#### [Task brief]
Please find each line below that contains the word "stone" and copy those lines out in full.

#### [Supplied material]
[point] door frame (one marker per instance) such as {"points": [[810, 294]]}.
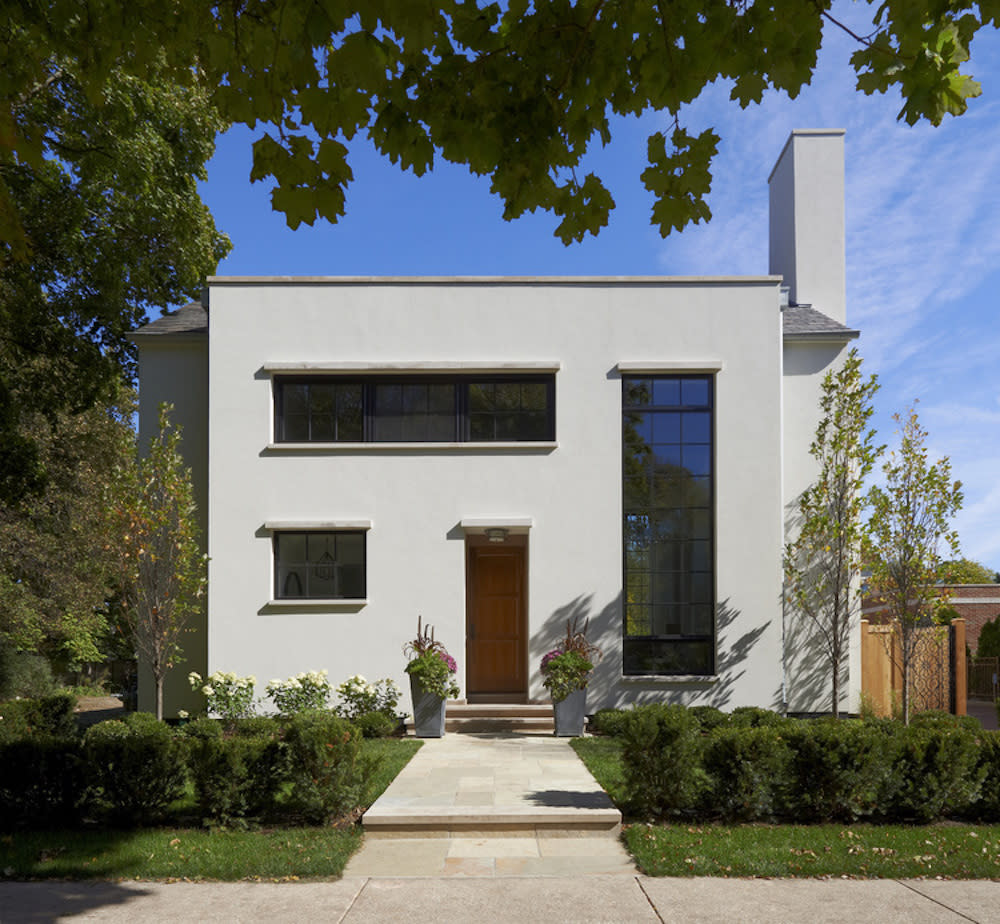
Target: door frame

...

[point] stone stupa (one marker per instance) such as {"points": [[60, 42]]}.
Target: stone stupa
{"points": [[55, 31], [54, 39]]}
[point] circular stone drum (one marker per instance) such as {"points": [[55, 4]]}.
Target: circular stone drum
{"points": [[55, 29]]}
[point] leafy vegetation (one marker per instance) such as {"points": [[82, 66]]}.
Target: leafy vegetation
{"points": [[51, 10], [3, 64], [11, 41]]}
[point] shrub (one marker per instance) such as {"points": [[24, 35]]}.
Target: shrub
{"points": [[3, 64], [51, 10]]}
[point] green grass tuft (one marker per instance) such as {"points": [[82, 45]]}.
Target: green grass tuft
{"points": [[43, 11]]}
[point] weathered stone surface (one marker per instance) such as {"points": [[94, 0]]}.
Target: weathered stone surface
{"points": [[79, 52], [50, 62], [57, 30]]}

* * *

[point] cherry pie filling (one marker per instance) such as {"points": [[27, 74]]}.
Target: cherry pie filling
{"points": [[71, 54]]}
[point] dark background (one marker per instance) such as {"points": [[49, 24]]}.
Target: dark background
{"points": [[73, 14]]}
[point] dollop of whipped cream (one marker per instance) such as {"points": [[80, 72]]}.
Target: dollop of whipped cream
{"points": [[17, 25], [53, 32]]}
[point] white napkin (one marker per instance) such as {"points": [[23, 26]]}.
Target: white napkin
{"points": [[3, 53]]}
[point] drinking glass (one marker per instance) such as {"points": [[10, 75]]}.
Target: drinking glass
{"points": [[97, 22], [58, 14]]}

#### [The result]
[point] stone stupa (one marker per instance) such as {"points": [[60, 42]]}.
Target: stone stupa
[point] circular stone drum (one marker per instance) such as {"points": [[55, 4]]}.
Target: circular stone drum
[point] weathered stone surface (one marker per instance) such as {"points": [[94, 0]]}.
Target: weathered stone surface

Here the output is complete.